======== Kutipan

Kamis, 10 November 2011

Al-Amwal – Harta – Wealth




A. Pengertian Al Amwal (Harta Kekayaan).
Kekayaan (Amwal) merupakan bentuk jamak dari kata mal, dan mal bagi orang Arab, yang dengan bahasanya Al Qur`an diturunkan, adalah “segala sesuatu yang diinginkan sekali oleh manusia untuk menyimpan dan memilikinya”. Dengan demikian unta, sapi, kambing, tanah, kelapa, emas dan perak adalah kekayaan (amwal). Oleh karena itulah ensiklopedi-ensiklopedi di Arab, misalnya Al Qamus, dan Lisan Al Arab, mengatakan bahwa kekayaan adalah segala sesuatu yang dimiliki; namun orang-orang desa sering menghubungkannya dengan ternak dan orang-orang kota sering menghubungkannya dengan emas dan perak, tetapi semuanya adalah kekayaan (Al Amwal).
Penyusun Qamus Al Muhith mengatakan :

المال هو ما ملكته من شيئ

Kekayaan adalah segala sesuatu yang anda miliki[1]
Ibnu Al Atsir mengatakan :

المال في الأصل ما يملك من الذهب و الفضة ثم أطلق على كل ما يقتنى و يملك من الأعيان

Kekayaan pada mulanya berarti emas dan perak, tetapi kemudian berubah pengertiannya menjadi segala barang yang disimpan dan dimiliki”.[2]
Tetapi ahli-ahli fiqih berbeda pendapat tentang apa yang dimaksud dengan kekayaan menurut pengertian terpakai. Menurut ulama-ulama mazhab Hanafi sesuatu dapat menjadi Al Mal (kekayaan) jika memenuhi dua unsur utama, yaitu :
1-      إمكان حيازته :Memungkinkan untuk dipunyai
2-      إمكان الإنتفاع به على وجه معتاد و مشروع : Memungkinkan untuk diambil manfaatnya menurut cara yang biasa dan sesuai syara`.[3]
Sesuatu yang dipunyai dan bisa diambil manfaatnya secara konkrit adalah kekayaan, seperti tanah, binatang, barang-barang perlengkapan, dan uang. Tetapi sesuatu yang tidak dapat dimanfaatkan tetapi mungkin dimiliki dan diambil manfaatnya juga termasuk kekayaan, misalnya segala yang boleh diambil, seperti ikan di laut, burung di langit, binatang di hutan, dan sebagainya. Sebaliknya sesuatu yang tidak mungkin dipunyai tetapi dapat diambil manfaatnya, seperti cahaya dan panas matahari, tidaklah termasuk kekayaan. Begitu juga tidaklah termasuk kekayaan sesuatu yang pada ghalibnya tidak dapat diambil manfaatnya tetapi dapat secara konkrit dipunyai. Seperti segenggam tanah, setitik air, seekor lebah, sebutir beras dan sebagainya.

================

■ Latihan Soal ■
(1) Tolong perbarui kutipan ini, semuanya mulai dari "Kamis, 10 November" sampai "kekayaan (Al Amwal).", dengan mengganti "unta" menjadi "kuda".
(2) Menurut Ibnu Al Atsir dalam kutipan ini, apa arti kekayaan pada mulanya?
(3) Sebutkan semua benda yang disebut sebagai kekayaan (amwal) dalam kalimat kutipan yang diawali "Dengan demikian".

======== Potongan Data

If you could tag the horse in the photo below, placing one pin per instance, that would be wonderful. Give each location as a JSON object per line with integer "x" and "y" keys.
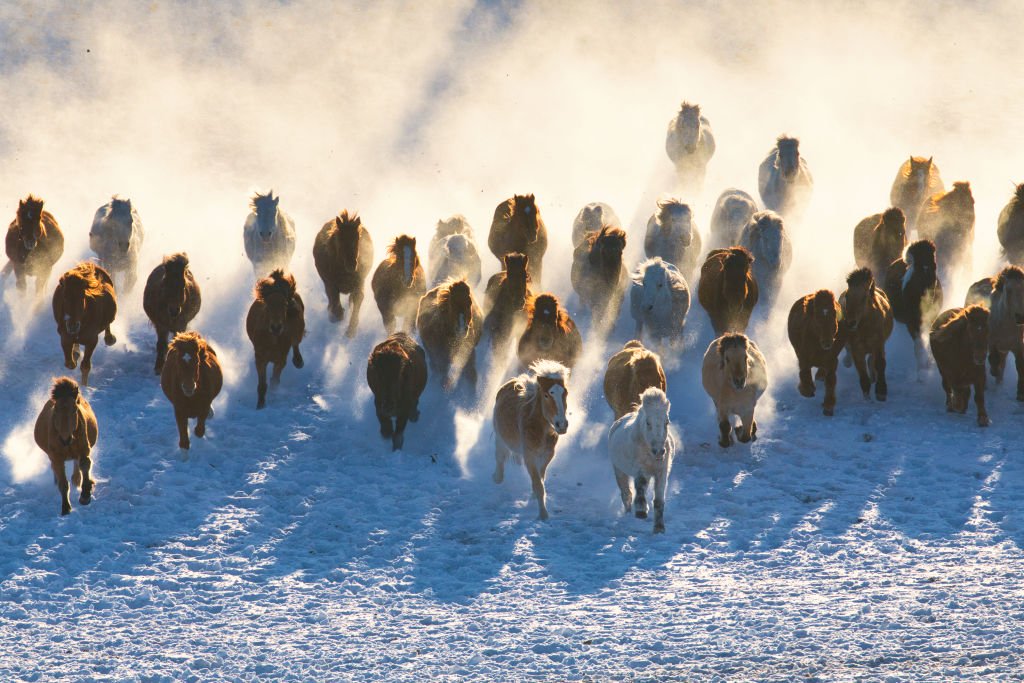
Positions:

================

■ Hasil Jawaban ■
(1)
Kamis, 10 November 2011

Al-Amwal – Harta – Wealth




A. Pengertian Al Amwal (Harta Kekayaan).
Kekayaan (Amwal) merupakan bentuk jamak dari kata mal, dan mal bagi orang Arab, yang dengan bahasanya Al Qur`an diturunkan, adalah “segala sesuatu yang diinginkan sekali oleh manusia untuk menyimpan dan memilikinya”. Dengan demikian kuda, sapi, kambing, tanah, kelapa, emas dan perak adalah kekayaan (amwal). Oleh karena itulah ensiklopedi-ensiklopedi di Arab, misalnya Al Qamus, dan Lisan Al Arab, mengatakan bahwa kekayaan adalah segala sesuatu yang dimiliki; namun orang-orang desa sering menghubungkannya dengan ternak dan orang-orang kota sering menghubungkannya dengan emas dan perak, tetapi semuanya adalah kekayaan (Al Amwal).

(2) Emas dan perak.

(3) Unta, sapi, kambing, tanah, kelapa, emas, dan perak.